READING PASSAGE Start Marker

Q: I find I have less and less in common with my longtime friends. I grew up with them, and they’ll always hold a place in my heart, but as we’ve gotten older, we’ve drifted. There’s no doubt we’re in different places in our lives, and just don’t have that much to talk about anymore  and the friendships feel forced. Should I cut the cord or keep them going anyway? 

A: It does sound like you’re expending a lot of your limited time, energy, and attention on your old friends, and the cost doesn’t feel worth it to you. However, I’d encourage you to change your perspective on your friendships, rather than cutting the cord altogether.

It’s healthier to think of our human connections not as all-or-nothing decisions (people being either in or out), but rather on a continuum of closeness.  

Picture all your relationships laid out on a bullseye of concentric circles, and place your most important current friendships at the very center. If you’re lucky, you have a couple of people right at the heart of your bullseye. These are the ones you’ll want to invest with the most. They’ll track with you through the ups and downs of life. They can know about your feelings and the nitty-gritty details. Not everyone can fit, or even belongs in your inner circle. 

Through our lifespan it’s perfectly natural for different friends to move in and out of our inner circle. So my guess is that you need to change your inner circle rather than dumping the old friends. 

Everyone else in your life can fit on one of the outer circles. And since the relationships can shift around, someone who was once very intimate might now belong in your outer circles. Even though you’ll have less time, energy, and attention going in their direction, you still value them and want them in your life.  

This happened with my clients, Andy and Sarah*, who realized they were investing a lot in some old friends they were no longer enjoying. Andy and Sarah wanted to make their couple relationship a priority and focus on a healthier lifestyle, including clean eating, exercise, and outdoor recreation. This conflicted with the lifestyle they’d once shared with their friend group, centered more around gathering indoors to watch sports and eating and drinking more heavily.  

Andy and Sarah also noticed that they wanted to talk about different subjects than many of their old friends. While they still loved them, they felt the need to shift the group to the outer circles. They stayed in touch on social media, and were intentional about occasionally inviting some of the old group to activities they’d enjoy together — a concert or a restaurant.

READING PASSAGE End Marker
SUPPLIED DATA Start Marker

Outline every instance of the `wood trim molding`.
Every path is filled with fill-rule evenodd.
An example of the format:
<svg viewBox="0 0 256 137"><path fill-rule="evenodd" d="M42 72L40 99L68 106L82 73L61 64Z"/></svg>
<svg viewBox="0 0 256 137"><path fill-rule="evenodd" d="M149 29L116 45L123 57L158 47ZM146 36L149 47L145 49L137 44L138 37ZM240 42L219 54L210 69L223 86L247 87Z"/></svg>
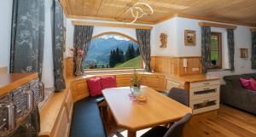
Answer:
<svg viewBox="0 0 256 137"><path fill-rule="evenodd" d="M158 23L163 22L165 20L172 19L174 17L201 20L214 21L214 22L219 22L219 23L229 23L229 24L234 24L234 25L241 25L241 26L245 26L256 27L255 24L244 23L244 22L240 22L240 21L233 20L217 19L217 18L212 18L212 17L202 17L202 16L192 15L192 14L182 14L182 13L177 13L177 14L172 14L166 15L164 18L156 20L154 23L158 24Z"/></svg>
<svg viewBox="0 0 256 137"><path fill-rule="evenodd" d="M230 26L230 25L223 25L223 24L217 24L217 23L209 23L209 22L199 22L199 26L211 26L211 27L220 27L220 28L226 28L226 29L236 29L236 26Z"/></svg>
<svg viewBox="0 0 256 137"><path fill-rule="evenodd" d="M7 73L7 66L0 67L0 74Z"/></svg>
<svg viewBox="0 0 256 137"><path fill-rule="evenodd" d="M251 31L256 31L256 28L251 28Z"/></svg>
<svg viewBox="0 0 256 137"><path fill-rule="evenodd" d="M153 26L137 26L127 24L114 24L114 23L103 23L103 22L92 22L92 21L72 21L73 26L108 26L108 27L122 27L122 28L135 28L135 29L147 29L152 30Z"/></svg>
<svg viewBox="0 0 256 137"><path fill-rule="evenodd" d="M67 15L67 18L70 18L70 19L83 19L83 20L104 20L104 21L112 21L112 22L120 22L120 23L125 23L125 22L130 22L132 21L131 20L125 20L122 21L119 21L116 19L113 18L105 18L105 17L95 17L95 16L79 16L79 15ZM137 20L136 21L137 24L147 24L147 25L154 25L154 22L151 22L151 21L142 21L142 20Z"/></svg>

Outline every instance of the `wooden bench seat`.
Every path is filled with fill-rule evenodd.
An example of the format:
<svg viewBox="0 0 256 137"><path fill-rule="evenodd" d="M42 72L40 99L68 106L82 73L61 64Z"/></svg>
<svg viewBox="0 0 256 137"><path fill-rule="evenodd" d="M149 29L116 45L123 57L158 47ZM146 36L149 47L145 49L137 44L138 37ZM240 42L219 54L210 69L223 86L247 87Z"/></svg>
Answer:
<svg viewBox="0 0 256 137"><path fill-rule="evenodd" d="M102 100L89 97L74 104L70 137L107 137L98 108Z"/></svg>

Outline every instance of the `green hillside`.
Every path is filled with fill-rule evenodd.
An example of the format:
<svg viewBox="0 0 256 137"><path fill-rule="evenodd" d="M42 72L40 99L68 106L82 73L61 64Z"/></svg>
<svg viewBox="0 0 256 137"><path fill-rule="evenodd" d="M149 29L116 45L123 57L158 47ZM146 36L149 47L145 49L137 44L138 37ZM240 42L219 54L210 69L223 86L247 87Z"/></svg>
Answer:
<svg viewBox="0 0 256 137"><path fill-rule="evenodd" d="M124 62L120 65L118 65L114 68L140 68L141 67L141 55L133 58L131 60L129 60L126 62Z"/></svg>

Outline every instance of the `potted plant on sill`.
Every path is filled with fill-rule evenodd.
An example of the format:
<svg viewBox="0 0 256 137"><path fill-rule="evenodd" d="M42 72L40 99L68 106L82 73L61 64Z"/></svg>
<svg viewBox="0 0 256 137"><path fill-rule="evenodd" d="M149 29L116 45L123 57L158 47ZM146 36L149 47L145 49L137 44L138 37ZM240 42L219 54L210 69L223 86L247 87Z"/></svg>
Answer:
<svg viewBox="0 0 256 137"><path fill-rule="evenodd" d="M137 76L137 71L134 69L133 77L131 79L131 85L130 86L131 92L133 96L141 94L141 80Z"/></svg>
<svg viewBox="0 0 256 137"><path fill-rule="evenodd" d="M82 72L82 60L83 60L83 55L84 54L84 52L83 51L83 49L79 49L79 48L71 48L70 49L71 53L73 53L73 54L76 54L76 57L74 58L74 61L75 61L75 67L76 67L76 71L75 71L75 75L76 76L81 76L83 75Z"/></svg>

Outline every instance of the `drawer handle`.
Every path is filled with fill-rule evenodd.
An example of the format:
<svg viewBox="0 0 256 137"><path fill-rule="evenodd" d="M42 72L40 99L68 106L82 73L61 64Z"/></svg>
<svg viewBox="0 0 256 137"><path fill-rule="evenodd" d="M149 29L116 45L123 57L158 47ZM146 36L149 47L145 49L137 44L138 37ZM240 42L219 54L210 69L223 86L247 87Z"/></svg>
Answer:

SUPPLIED DATA End Marker

* [THINGS TO DO]
A – According to the advice column on drifting friendships, what did Andy and Sarah want to make a priority?
B – Rewrite the part of the advice column on drifting friendships that opens with the words containing "Picture all your" and closes with "the old friends.", replacing each instance of "bullseye" with "target".

* [YOUR WRITTEN ANSWERS]
A – They wanted to make their couple relationship a priority.

B –
Picture all your relationships laid out on a target of concentric circles, and place your most important current friendships at the very center. If you’re lucky, you have a couple of people right at the heart of your target. These are the ones you’ll want to invest with the most. They’ll track with you through the ups and downs of life. They can know about your feelings and the nitty-gritty details. Not everyone can fit, or even belongs in your inner circle. 

Through our lifespan it’s perfectly natural for different friends to move in and out of our inner circle. So my guess is that you need to change your inner circle rather than dumping the old friends.